• _Source_:

A loaded grocery cart is rolling across a parking lot in a strong wind. You apply a constant force \(\vec{F}=(30 \mathrm{N}) \hat{t}-(40 \mathrm{N}) \hat{\jmath}\) to the cart as it undergoes a displacement \(\vec{s}=(-9.0 \mathrm{m}) \hat{\imath}-(3.0 \mathrm{m}) \hat{\mathrm{j}}\) How much work does the force you apply do on the grocery cart?

Short Answer

Expert verified
The work done on the grocery cart is \(-150 \, \text{J}\).

Step by step solution

01

Understanding Work Done by a Force

The work done by a force can be calculated using the dot product of the force vector \( \vec{F} \) and the displacement vector \( \vec{s} \). The formula for work is given by: \[ W = \vec{F} \cdot \vec{s} = F_x s_x + F_y s_y \]where \( F_x \) and \( F_y \) are the components of the force, and \( s_x \) and \( s_y \) are the components of the displacement.

• _What this task involves_: According to the grocery cart problem, how is the work done by a force calculated?

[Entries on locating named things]

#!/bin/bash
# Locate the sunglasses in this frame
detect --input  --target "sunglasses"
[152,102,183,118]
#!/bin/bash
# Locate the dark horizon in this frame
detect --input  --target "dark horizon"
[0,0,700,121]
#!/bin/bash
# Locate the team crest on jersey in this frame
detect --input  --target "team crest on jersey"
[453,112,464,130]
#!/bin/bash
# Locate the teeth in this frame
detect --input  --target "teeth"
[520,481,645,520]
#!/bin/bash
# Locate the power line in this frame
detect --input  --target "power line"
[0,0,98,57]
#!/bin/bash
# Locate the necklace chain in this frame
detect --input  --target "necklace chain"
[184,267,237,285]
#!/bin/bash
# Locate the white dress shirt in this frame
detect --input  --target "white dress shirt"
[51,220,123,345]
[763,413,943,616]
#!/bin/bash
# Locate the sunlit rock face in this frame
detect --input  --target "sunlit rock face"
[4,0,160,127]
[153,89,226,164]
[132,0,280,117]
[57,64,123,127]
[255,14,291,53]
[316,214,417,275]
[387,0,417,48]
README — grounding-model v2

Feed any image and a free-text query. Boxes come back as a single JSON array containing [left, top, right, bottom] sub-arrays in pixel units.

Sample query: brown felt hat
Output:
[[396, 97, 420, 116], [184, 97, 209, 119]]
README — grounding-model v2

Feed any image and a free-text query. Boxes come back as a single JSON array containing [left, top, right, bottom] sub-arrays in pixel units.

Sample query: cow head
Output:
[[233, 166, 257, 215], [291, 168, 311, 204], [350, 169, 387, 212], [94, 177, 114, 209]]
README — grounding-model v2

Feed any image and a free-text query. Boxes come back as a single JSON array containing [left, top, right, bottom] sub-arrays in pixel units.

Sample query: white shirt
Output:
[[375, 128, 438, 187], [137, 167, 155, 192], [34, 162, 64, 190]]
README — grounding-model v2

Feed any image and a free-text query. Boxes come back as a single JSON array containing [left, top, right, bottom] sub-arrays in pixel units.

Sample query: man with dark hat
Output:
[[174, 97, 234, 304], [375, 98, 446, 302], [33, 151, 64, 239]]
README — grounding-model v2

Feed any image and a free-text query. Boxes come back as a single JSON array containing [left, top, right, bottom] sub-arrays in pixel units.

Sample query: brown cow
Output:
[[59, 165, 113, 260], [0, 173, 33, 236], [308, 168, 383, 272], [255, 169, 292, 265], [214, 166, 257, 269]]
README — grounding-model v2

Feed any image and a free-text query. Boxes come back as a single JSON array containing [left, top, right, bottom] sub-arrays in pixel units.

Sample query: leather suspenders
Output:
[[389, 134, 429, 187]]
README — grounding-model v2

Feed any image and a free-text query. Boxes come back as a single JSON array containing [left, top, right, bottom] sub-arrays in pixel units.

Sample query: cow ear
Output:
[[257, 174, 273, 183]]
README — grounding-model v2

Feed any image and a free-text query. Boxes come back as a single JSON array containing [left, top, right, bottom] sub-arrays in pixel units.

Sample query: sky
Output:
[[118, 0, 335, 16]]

• _Response to the exercise_: The work is calculated as the dot product of the force vector and the displacement vector.